SOURCE EXTRACT:

The Fourth Circuit's opinion in American Cyanamid v. Nopco, supra, has often been cited for the ruling that a regional salesman or sales manager is not the equivalent of a regular and established business when he maintains an office in his residence without financial assistance for that purpose from the defendant employer, and without a sign or telephone listing indicating that he is a representative of the defendant. See Warner-Lambert Co. v. C.B. Fleet Co., Inc., 583 F.Supp. at 523, 223 U.S.P.Q. at 1056. A Seventh Circuit opinion cited by American Cyanamid holds that the Section 1400(b) requirements are not met when: the defendant had a sales representative who solicited sales in the area and maintained an office for which the defendant did not pay, but which listed the defendant's name on the building directory; the defendant maintained a bank account in the district and listed its name in the classified telephone directory; and the defendant participated in its semi-annual housewares show. In another case these facts might well have been considered sufficient for Section 1400(b) venue. However, the actual activities of that sales representative were also significant to the court, in that the employee had sold very few items and had terminated his relationship with the defendant shortly before the complaint was filed. Knapp-Monarch Co. v. Casco Products, 342 F.2d 622 (7th Cir.1965).

GIVEN MATERIAL:
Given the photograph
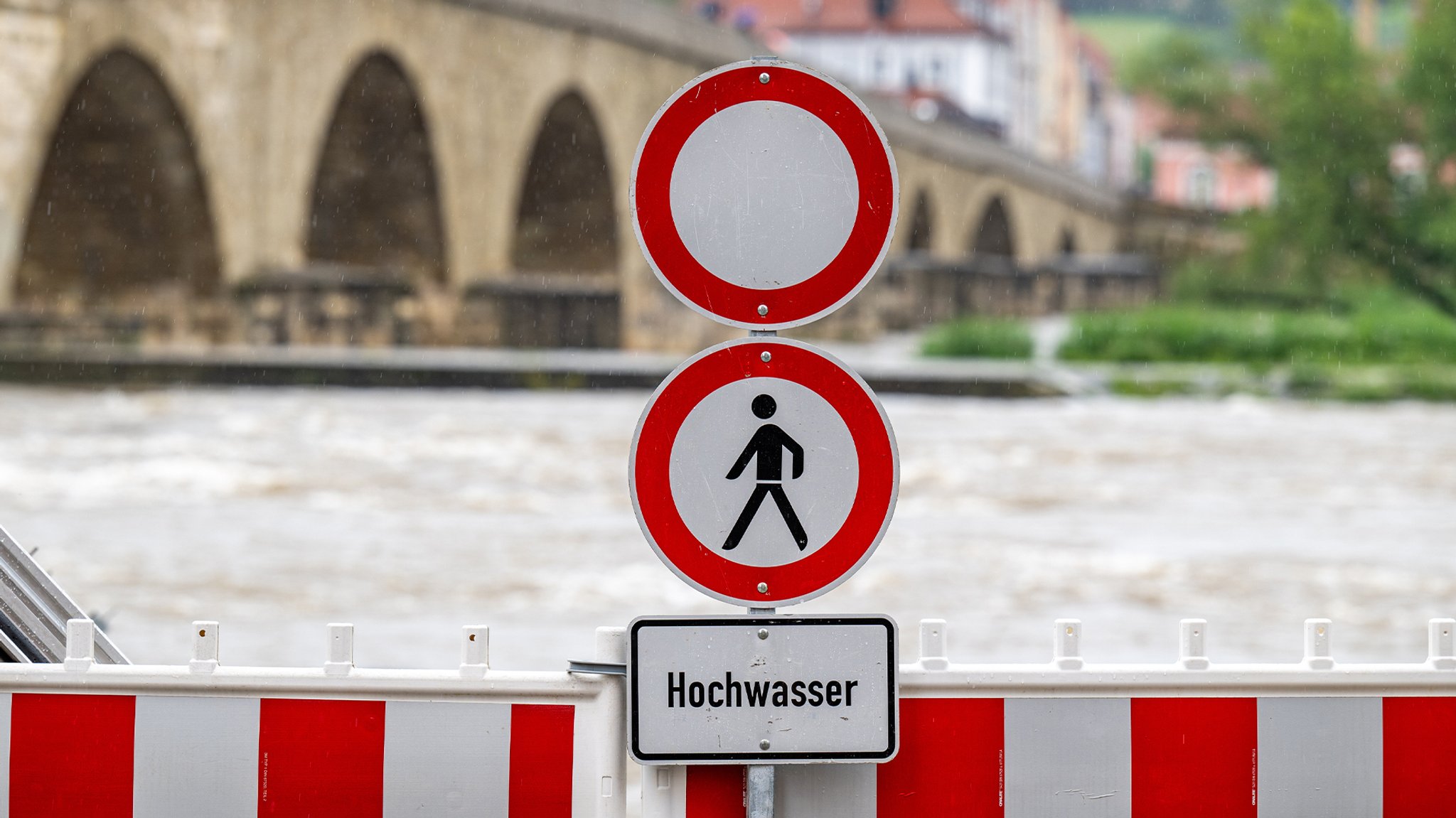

WHAT YOU NEED TO DO: Pick up the excerpt on patent venue under Section 1400(b), which sits above the listing, and continue it from its final sentence onward.

WRITTEN ANSWER:
American Cyanamid also relies upon a First Circuit case in which the defendant maintained a sales office, a listing on the building directory, and listings in both the local telephone directory and the yellow pages, yet the court held that the defendant did not maintain a regular and established place of business. General Radio Co. v. Superior Electric Co., 293 F.2d 949 (1st Cir.1961). The opinion follows an early Supreme Court case which discusses the preceding "1897 Act" in which the determinative factor is that the local salesman's only duty was to solicit orders and forward them, without consummating the sales himself. Id. at 951 (quoting W.S. Tyler Co. v. Ludlow Saylor Wire Co., 236 U.S. 723, 35 S.Ct. 458, 59 L.Ed. 808 1915).

Seventy years later the activities of a defendant's salesmen still seem to be the determinative factor in these venue questions. Nothing else appearing, the court would be inclined to grant Defendant's motion to dismiss for improper venue. However, the Federal Circuit recently denied a petition for a writ of mandamus seeking to require a Minnesota district court to dismiss an action for improper venue. In that case the defendant maintained no bank account and neither owned...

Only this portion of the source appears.